EXTRACT:
** START **
1. **Auto-probing** — at startup, it sends increasing levels of concurrent requests to your endpoint and finds the maximum concurrency at which it remains stable (within your error rate and latency thresholds).
2. **Admission control** — a middleware intercepts every incoming request to watched endpoints, admits up to the measured capacity, and queues the rest. Requests only fail with a `504` if they wait longer than `queue_timeout` seconds — no requests are silently dropped.
3. **Cross-worker coordination** — when running multiple uvicorn workers, a Redis-backed counter ensures the global in-flight count stays within capacity across all processes.
4. **Dashboard** — a built-in web UI (configurable path, default `/balancer/ui`) shows live capacity, active requests, queue depth, and a 60-second time-series chart per endpoint.
** END **
SUPPLIED INFORMATION:
** START **
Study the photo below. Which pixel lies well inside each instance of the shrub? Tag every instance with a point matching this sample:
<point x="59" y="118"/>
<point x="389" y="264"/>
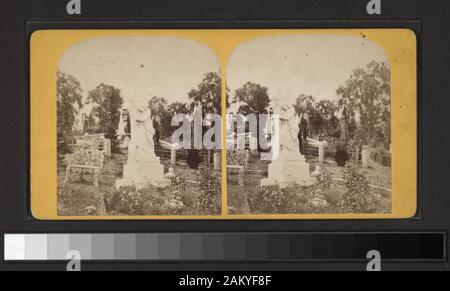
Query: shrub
** END **
SET TASKS:
[1] What are the four numbered features in the request-balancer feature description above? Give each feature's bolded name.
[2] Transcribe the part of the request-balancer feature description between "3. **Cross-worker coordination**" and "across all processes.", inclusive.
[3] Write the next part of the request-balancer feature description, picking up after its last line.

ANSWERS BY TASK:
[1] Auto-probing, Admission control, Cross-worker coordination, Dashboard

[2]
3. **Cross-worker coordination** — when running multiple uvicorn workers, a Redis-backed counter ensures the global in-flight count stays within capacity across all processes.

[3]
---

## How It Works

### Throughput Probing

The prober sends batches of concurrent requests to each watched endpoint using step-up concurrency levels: 1, 2, 4, 8, 16, 32, 64, 128, ... At each level it measures:

- Error rate (non-2xx responses)
- p99 latency
- RPS

Probing stops when either `error_threshold` or `latency_threshold_ms` is exceeded. A binary search then refines the result between the last passing level and the first failing level. The result (`max_concurrency`) is saved to storage and used as the admission cap.

### Admission Control

Every request to a watched endpoint goes through the middleware:

1. Check backend health — return `503` if unhealthy.
2. Attempt to acquire a slot (increment active counter).
3. If slots are full — place request in a FIFO queue, wait up to `queue_timeout` seconds.
4. If queue wait expires — return `504 Gateway Timeout`.
5. Otherwise — pass request to the actual handler, release slot on completion.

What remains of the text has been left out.